→ Problem requirements
From the listing below, copy the line containing "Question. Place one point on every instance of the glass panel" and every line through the one containing "x=259 y=408", both included. Shift each answer coordinate up by 83 in both x and y, and leave every other line unchanged.

→ Given entries
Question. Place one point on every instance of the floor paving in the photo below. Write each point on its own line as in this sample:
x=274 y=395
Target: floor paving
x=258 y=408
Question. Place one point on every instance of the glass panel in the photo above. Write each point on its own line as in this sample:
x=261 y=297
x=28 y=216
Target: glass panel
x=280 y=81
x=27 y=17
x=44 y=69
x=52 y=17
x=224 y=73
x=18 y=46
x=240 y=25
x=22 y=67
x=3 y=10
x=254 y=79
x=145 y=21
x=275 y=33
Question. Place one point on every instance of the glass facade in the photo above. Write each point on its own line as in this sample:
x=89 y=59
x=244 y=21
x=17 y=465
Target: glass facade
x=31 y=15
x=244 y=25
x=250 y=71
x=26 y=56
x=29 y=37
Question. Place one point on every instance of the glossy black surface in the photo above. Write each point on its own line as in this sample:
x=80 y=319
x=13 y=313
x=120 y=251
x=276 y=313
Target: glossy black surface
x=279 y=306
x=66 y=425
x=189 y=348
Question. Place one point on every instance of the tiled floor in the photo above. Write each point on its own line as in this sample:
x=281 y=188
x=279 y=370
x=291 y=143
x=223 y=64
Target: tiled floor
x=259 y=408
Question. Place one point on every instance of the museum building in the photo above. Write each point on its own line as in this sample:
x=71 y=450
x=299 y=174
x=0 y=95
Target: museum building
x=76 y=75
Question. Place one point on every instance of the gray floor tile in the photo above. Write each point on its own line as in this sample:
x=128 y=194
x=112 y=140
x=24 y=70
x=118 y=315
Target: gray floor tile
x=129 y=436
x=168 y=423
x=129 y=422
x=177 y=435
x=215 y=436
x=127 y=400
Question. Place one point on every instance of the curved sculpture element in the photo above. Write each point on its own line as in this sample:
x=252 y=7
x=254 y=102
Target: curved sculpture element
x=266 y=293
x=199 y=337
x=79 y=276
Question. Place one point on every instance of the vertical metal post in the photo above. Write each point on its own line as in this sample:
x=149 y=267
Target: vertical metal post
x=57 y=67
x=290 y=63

→ Answer for this exercise
Question. Place one point on every instance of the glass panel in the photo above. Write each point on its own line as in this sample:
x=261 y=297
x=28 y=216
Target: glass panel
x=363 y=164
x=110 y=100
x=127 y=152
x=135 y=100
x=307 y=156
x=101 y=129
x=323 y=108
x=105 y=150
x=86 y=93
x=337 y=162
x=228 y=104
x=358 y=116
Question. Place one point on every instance of the glass facade in the photo above. Write each point on its own line as in this sample:
x=89 y=59
x=244 y=21
x=17 y=465
Target: glass facade
x=114 y=98
x=327 y=108
x=333 y=154
x=109 y=139
x=112 y=120
Question. Place one point on every instance of the glossy black surface in the photo above. Write each point on its own line as in this sample:
x=80 y=319
x=13 y=313
x=120 y=251
x=276 y=313
Target: glossy black surface
x=362 y=389
x=149 y=508
x=272 y=431
Question. Place one point on every instance of the tiled floor in the photo above. Write each point on its own line as in this sample:
x=281 y=188
x=279 y=370
x=291 y=143
x=223 y=64
Target: tiled floor
x=342 y=491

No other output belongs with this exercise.